### Data
+--

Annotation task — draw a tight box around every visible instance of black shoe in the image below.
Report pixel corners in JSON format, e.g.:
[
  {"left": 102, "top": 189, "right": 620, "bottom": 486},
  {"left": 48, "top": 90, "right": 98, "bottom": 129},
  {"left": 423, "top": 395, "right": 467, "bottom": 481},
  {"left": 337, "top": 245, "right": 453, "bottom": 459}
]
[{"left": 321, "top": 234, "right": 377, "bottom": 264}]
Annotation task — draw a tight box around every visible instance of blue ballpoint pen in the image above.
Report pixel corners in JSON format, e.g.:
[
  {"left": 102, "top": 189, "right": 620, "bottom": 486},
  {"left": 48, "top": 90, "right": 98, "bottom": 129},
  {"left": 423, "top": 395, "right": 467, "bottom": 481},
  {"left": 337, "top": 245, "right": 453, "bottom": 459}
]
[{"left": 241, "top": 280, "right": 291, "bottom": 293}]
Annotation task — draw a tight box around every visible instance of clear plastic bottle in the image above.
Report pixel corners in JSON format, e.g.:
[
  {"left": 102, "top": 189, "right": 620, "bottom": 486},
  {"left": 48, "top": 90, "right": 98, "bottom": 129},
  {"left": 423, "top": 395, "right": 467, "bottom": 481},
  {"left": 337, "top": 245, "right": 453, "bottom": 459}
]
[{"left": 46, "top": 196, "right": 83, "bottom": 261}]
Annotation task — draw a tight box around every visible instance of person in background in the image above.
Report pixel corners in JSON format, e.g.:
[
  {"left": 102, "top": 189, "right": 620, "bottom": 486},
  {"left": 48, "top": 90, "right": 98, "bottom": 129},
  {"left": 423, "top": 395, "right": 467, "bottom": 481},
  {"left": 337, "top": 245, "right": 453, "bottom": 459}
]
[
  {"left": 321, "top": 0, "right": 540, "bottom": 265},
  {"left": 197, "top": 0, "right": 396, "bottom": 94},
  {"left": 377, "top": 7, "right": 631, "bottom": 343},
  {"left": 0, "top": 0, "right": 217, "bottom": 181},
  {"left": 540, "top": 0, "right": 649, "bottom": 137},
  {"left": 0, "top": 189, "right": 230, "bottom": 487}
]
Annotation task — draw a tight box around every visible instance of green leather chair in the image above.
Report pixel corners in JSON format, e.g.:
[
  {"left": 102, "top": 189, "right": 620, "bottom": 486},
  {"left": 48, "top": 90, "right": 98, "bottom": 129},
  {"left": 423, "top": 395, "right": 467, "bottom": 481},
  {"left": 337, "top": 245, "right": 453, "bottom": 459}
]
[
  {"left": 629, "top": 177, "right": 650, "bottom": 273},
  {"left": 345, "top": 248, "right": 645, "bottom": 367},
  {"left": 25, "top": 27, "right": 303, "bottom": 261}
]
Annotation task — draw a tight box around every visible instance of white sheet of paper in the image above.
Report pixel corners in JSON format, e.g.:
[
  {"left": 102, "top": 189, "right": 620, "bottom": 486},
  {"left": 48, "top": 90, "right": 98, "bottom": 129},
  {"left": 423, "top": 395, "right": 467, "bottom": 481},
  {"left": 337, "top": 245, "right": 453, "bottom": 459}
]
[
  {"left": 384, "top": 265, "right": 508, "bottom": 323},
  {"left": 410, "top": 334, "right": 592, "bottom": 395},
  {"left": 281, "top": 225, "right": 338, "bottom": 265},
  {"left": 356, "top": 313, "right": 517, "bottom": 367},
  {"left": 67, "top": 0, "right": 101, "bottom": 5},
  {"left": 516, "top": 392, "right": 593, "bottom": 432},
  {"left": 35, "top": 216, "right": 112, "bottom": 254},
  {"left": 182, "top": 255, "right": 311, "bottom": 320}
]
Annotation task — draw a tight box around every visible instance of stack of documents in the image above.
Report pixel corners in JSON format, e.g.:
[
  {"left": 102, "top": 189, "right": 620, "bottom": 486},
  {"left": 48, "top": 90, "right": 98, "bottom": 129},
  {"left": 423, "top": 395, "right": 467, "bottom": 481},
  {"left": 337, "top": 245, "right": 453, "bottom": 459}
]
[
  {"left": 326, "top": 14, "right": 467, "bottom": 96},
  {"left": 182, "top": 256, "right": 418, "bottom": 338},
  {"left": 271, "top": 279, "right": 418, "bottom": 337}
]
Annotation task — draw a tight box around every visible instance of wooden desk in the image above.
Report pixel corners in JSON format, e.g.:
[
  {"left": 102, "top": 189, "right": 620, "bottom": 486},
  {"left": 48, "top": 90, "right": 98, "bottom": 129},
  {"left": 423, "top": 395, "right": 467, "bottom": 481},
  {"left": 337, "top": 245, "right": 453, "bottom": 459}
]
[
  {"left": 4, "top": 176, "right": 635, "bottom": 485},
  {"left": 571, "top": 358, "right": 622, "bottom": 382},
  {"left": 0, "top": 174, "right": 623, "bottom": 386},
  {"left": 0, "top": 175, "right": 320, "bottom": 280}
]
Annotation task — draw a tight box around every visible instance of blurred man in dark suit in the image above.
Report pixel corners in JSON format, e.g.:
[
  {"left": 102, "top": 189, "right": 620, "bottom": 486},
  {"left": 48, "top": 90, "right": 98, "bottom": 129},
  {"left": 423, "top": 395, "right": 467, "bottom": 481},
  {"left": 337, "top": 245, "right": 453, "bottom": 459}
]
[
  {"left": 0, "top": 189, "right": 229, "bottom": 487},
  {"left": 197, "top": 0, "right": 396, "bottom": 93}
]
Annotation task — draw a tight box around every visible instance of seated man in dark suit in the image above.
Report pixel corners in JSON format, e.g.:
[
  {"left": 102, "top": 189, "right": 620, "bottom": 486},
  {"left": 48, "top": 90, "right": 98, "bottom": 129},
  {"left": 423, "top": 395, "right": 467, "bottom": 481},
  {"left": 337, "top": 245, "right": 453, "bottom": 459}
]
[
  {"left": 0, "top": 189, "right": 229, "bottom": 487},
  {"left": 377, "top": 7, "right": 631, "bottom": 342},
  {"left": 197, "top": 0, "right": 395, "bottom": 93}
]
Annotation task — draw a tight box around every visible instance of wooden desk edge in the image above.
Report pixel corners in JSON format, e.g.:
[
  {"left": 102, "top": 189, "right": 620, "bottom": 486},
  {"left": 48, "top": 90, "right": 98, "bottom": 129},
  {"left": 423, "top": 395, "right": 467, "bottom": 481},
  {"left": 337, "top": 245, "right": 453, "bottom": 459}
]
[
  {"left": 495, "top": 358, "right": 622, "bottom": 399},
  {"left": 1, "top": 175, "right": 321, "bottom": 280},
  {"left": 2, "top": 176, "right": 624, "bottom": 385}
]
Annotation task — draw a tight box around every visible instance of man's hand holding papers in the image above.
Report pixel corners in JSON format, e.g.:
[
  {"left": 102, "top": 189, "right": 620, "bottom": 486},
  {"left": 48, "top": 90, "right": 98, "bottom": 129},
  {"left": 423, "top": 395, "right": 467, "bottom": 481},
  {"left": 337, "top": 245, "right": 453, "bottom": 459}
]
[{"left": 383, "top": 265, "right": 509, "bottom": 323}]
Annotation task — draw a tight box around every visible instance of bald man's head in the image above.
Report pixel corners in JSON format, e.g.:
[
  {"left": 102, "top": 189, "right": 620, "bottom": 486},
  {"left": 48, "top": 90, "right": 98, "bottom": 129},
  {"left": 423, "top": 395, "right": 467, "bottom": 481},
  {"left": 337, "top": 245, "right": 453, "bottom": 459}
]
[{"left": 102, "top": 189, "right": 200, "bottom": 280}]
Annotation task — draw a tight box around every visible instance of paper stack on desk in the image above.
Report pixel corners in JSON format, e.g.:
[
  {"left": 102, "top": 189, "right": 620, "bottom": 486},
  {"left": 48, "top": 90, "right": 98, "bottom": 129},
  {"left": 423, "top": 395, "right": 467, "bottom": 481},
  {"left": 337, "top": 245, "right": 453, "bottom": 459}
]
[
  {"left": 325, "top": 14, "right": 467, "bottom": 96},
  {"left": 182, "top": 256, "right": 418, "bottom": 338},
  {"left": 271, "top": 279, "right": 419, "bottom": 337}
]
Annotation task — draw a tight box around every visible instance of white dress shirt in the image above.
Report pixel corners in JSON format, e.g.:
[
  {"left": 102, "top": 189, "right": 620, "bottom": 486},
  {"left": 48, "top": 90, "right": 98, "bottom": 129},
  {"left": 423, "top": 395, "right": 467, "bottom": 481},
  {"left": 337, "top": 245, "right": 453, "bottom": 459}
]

+--

### Task instructions
Each line above that contains the word "suit" should be returned.

### Answer for the task
Annotation task — draw a tight box around every visible instance of blurred man in dark suit in the image above.
Annotation task — draw a tight box around every visible instance of seated man in dark suit in the image above.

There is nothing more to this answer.